[THE EXERCISE] Reproduce the stretch from the line containing "Task: ground the asbestos" through the end of the records, substituting "cement roof panel" for "asbestos roof panel" and leaving everything else unchanged; return only that stretch.

[INPUT]

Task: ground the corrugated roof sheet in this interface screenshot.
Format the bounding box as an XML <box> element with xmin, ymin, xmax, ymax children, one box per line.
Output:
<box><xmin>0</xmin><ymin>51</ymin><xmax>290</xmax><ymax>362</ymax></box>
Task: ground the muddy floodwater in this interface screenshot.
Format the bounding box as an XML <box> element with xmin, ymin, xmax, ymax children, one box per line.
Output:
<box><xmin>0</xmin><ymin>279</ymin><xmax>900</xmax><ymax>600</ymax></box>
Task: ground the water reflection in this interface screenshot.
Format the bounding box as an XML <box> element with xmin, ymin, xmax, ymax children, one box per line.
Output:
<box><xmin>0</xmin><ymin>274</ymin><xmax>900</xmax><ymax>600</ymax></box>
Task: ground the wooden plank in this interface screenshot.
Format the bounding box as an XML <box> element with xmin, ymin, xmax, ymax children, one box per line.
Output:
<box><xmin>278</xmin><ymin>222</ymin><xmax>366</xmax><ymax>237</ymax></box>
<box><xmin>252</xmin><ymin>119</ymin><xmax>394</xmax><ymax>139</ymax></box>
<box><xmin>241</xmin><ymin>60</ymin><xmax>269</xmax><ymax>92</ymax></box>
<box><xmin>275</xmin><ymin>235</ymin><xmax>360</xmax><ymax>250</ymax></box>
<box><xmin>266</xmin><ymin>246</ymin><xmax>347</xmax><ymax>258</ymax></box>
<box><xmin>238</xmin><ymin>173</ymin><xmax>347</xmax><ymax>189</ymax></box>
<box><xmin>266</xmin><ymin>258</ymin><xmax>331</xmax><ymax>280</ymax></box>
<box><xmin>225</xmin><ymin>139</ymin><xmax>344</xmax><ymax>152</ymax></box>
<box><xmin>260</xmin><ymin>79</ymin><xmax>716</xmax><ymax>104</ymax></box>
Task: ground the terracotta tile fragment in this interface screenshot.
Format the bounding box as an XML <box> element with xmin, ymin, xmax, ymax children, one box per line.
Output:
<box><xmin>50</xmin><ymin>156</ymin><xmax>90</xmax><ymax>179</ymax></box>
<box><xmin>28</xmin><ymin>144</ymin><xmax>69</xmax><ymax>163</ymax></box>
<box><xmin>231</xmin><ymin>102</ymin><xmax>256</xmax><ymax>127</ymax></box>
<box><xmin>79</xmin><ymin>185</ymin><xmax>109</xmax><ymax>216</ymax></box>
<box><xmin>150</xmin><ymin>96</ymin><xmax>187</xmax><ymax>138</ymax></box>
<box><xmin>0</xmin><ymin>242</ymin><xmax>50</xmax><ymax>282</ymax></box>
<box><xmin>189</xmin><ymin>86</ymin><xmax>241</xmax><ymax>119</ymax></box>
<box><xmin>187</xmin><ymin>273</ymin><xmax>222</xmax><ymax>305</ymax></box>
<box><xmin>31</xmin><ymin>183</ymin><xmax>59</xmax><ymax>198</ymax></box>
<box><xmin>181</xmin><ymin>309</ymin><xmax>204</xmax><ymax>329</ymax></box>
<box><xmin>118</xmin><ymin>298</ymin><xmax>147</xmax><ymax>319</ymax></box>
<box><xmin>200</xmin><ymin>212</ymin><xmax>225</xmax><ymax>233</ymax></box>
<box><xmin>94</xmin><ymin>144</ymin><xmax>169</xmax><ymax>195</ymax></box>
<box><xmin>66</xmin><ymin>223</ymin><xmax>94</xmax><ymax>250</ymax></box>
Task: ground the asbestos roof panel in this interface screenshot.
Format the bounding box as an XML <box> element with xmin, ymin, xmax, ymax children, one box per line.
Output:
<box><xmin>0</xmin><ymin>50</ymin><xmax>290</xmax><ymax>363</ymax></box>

[TASK OUTPUT]
Task: ground the cement roof panel in this interface screenshot.
Format the bounding box as an XML <box> element with xmin, ymin, xmax, ymax children, one box per line.
Output:
<box><xmin>0</xmin><ymin>50</ymin><xmax>290</xmax><ymax>363</ymax></box>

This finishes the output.